── 提示された文章 ──
2007年2月17日付け
【既報関連】パラグアイ、ラ・パス移住地の日系二世、星あゆみさん(26、大阪へ留学中)が十一日に神戸で行われた「NHKのど自慢」に出場し、見事、優勝を勝ち取った。九百組強の応募者から二十組の本選の出場者が選ばれ、あゆみさんは、本選で合格の鐘が鳴った四組の中のトップ(神戸大会のチャンピオン)に輝いた。優勝に喜んだ翌日、パラグアイの家族から「のど自慢」の予選出場が決まった日に母方の祖父が亡くなったことを知らされ、あゆみさんは「優勝できたのは天国のおじいちゃんのお陰だ」と語っている。
幼い頃から祖父母とともに欠かさず見てきた「NHKのど自慢」。日本に行ったときにはぜひ出場したいという思いは現実となった――。
「八十四歳のおじいちゃんはもう高齢なので、もう日本の地を踏む機会はないでしょう。孫である私がNHKのど自慢に出場したら、おじいちゃんは泣いて喜んでくれる」。
あゆみさんはパラグアイへの思いを込めて、昨年亡くなった祖母が大好きだった坂本冬美の「あばれ太鼓」で、本番に臨んだ。
会場には二千人の観客。パラグアイへも生中継されている。十一番目に歌ったあゆみさんは「予選会よりも緊張しましたが、悔いなく思いっきり歌うことが出来ました」。一緒に来場した友人らもパネルを持って一生懸命応援していた。
優勝の発表を聞いた時には「おじいちゃん、やったよー」。割れんばかりの拍手の中、パラグアイであゆみさんの出場を何より心待ちにしていた祖父へ、感激のメッセージを送った。
祖父母と幼かった父親がパラグアイへ旅立った神戸の地での、のど自慢優勝に、パラグアイの家族一同も喜びに沸いた。
───
── 提供データ ──
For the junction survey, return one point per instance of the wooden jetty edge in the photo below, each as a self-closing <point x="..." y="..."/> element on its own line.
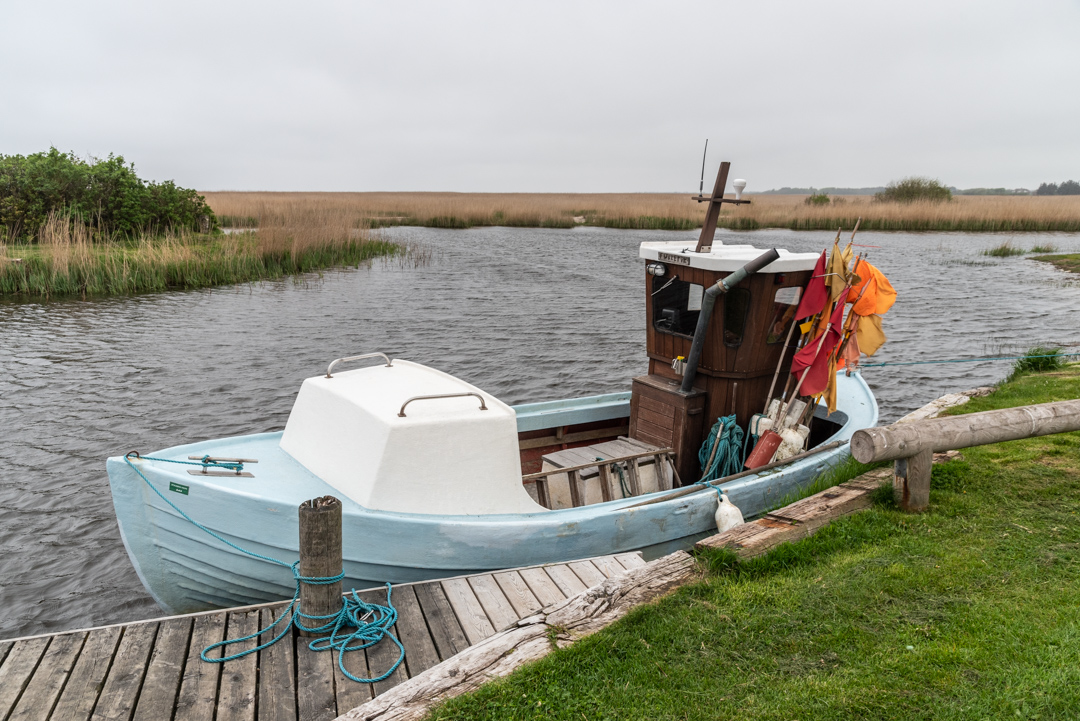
───
作業の指示
[a] のど自慢優勝の記事から、「会場には二千人の観客。パラグ」を含む語句で始まり「ていた祖父へ、感激のメッセージを送った。」で終わる部分を、一字も変えずにそのまま繰り返して書いてください。
[b] 星あゆみさんののど自慢優勝を伝える記事を引き継ぎ、最後の文の後に続く内容を書いてください。

あなたの解答
[a]
会場には二千人の観客。パラグアイへも生中継されている。十一番目に歌ったあゆみさんは「予選会よりも緊張しましたが、悔いなく思いっきり歌うことが出来ました」。一緒に来場した友人らもパネルを持って一生懸命応援していた。
優勝の発表を聞いた時には「おじいちゃん、やったよー」。割れんばかりの拍手の中、パラグアイであゆみさんの出場を何より心待ちにしていた祖父へ、感激のメッセージを送った。

[b]
母方の祖母、ミチコさんは何時間も前からテレビの前で「のど自慢」の開始を待ち、父方の祖父、三郎さんは番組が始まると手をたたきながら応援。あゆみの出番がくると家族なんなが、うれし涙を流した。
あゆみさんは、優勝決定後の日本時間午後三時、パラグアイ時間の午前三時に、パラグアイとの国際電話で、家族に優勝の喜びを伝えたという。
「あゆみがのど自慢で優勝できるようにおじいちゃんが天国から見守ってくれていたのよ」。母方の祖父ヒデアキさんは、あゆみさんが「のど自慢」の予選出場を決めた翌日の七日、入院先の病院で亡くなった。ヒデアキさんは「のど自慢」への出場を楽しみにいたという。
家族はあゆみさんを気遣って内緒にしていたが、あゆみさんは出場前、「おじいちゃんが入院しているのに、自分だけがのど自慢にでて笑っていてもいいのだろうか?」。「おじいちゃんは大丈夫だから」との母親の言葉をもらって、本番に臨んでいた。
ヒデアキさんには優勝の喜びを伝えられなかったが、「おじいちゃんが見守ってくれた。優勝できたのはおじいちゃんのお陰だ」とあゆみさんは話している。